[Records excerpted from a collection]
-=-=-=-=-
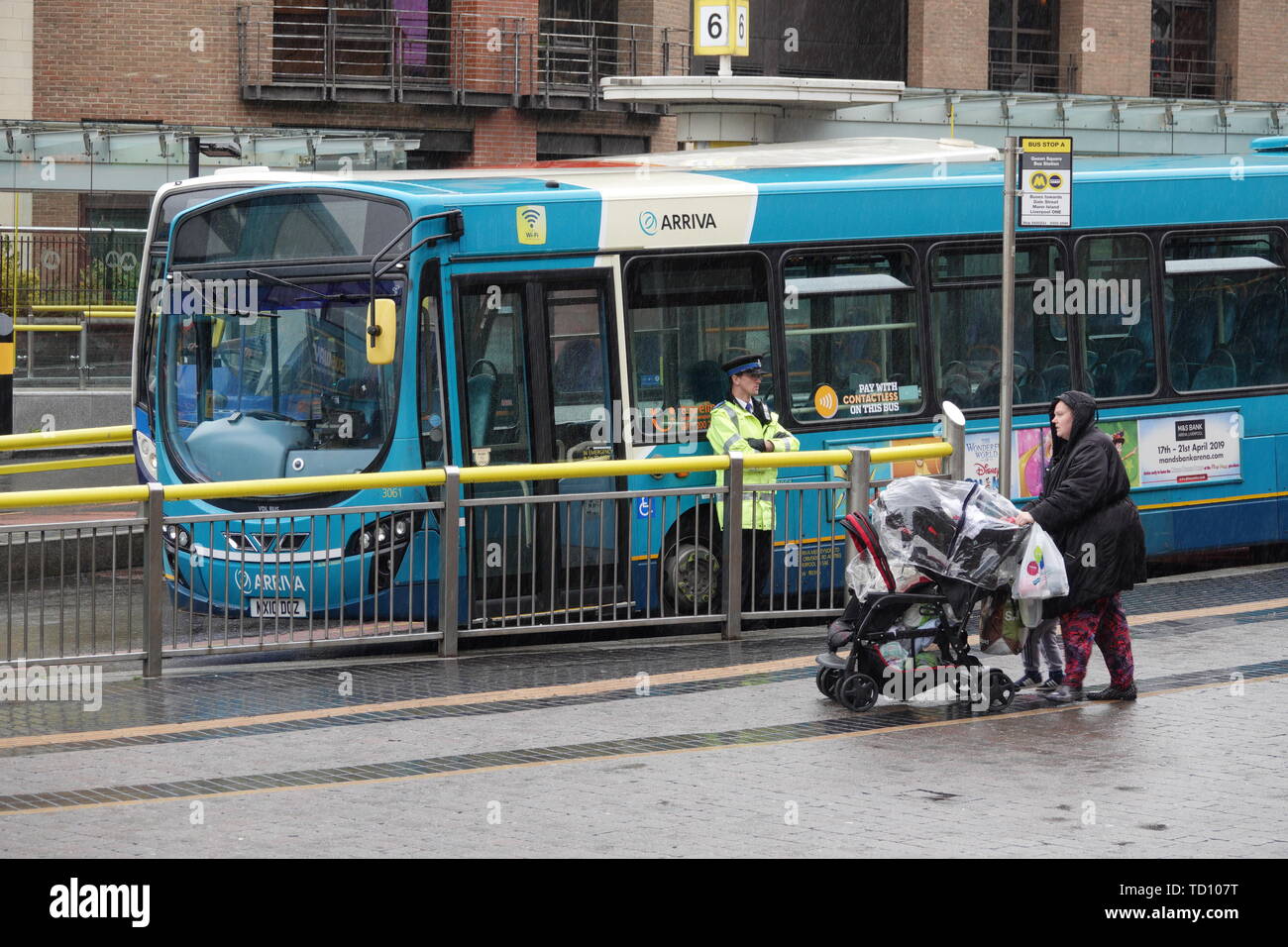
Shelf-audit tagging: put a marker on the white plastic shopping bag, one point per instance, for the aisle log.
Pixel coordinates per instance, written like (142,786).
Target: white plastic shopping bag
(1041,574)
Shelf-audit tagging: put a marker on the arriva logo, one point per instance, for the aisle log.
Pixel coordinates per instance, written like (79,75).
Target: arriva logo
(651,224)
(267,582)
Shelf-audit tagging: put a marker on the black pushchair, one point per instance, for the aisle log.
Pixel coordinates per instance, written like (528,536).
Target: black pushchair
(949,545)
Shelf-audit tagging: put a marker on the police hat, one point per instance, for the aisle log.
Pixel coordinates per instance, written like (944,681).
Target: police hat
(735,367)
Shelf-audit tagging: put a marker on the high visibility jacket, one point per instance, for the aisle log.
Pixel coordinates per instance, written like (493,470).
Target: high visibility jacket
(730,428)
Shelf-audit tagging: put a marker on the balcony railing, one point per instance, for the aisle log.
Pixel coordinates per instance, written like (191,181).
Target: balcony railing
(1190,78)
(1028,69)
(326,54)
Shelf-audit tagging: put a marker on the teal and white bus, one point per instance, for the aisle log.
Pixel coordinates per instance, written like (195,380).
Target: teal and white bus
(529,309)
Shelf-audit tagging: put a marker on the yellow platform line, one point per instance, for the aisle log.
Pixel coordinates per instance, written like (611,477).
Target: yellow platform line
(506,767)
(580,689)
(529,693)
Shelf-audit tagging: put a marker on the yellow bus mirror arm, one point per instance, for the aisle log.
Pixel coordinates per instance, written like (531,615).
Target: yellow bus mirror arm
(381,331)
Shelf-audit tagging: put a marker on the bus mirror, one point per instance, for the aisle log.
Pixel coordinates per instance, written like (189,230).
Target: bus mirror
(381,331)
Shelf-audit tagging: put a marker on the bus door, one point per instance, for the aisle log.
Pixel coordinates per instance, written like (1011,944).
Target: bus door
(537,357)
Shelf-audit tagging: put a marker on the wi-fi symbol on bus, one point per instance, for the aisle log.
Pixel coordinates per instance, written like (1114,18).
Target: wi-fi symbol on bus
(825,401)
(532,224)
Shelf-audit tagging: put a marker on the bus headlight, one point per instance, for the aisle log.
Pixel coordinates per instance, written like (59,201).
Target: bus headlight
-=-=-=-=-
What to produce ▸
From the first line to the last, repeat the records exactly, leaving out the pictures.

Solved problem ▸
Shelf-audit tagging: put a marker on the white plastic shopping bag, one point per instance, for the aisle log.
Pixel coordinates per instance, written like (142,786).
Target: white plastic shopping bag
(1041,574)
Shelf-audit tagging: put a marker on the arriva logo, one point per instance, for the aisle log.
Pixel coordinates per instance, written like (79,75).
Target: arriva logo
(651,224)
(267,582)
Shelf-audit tagging: put a marker on the black pushchair, one point per instance, for the aisle log.
Pixel coordinates per instance, written like (528,536).
Target: black pushchair
(949,545)
Shelf-audit tagging: put a marker on the police hat, one point per instance, for the aisle log.
Pixel coordinates per instance, written like (944,681).
Target: police hat
(735,367)
Shelf-audit tagging: put a marker on the high visibility jacket, one point per instance, for the aisle log.
Pixel coordinates per instance, written like (493,470).
Target: high visibility jacket
(730,428)
Shelf-audit tagging: put a marker on the balcony railing, one point per instance, for the aisle log.
Pixel coordinates per instance, written like (191,181).
Target: balcony railing
(1190,78)
(1028,69)
(326,54)
Shelf-audit tagging: put a marker on the teal and white bus, one point per instance, for the aisle log.
Pixel coordinates per instance, written like (195,380).
Target: teal and white bus
(529,309)
Shelf-audit tagging: put a marker on the yellow platform line, one point per instance, for the aisle log.
Pixel coordinates per instance, written like (611,477).
Target: yellow platform line
(506,767)
(580,689)
(529,693)
Shelf-audit tagging: put a marker on the yellow bus mirror arm, one point per instance, for the aisle log.
Pixel coordinates per instance, written like (531,615).
Target: yellow bus mirror arm
(381,331)
Shelf-audit tagging: put a marker on the bus mirror, one point per instance, for the aisle log.
Pixel coordinates per instance, written like (189,230).
Target: bus mirror
(381,331)
Shelf-audit tagging: put a marker on the bus door, one point per instance, for the aisle log.
Pixel coordinates per instance, written like (1011,944).
Target: bus door
(537,357)
Shelf-audit tagging: put a marker on the wi-fi symbol on bus, one point per instance, for the aisle log.
Pixel coordinates per instance, written like (1114,18).
Target: wi-fi symbol on bus
(825,401)
(532,224)
Shelf-audit tagging: put a marker on the bus headlight, one point per instance, for the aisle log.
Pixel coordinates per instance, written like (59,201).
Target: bus headlight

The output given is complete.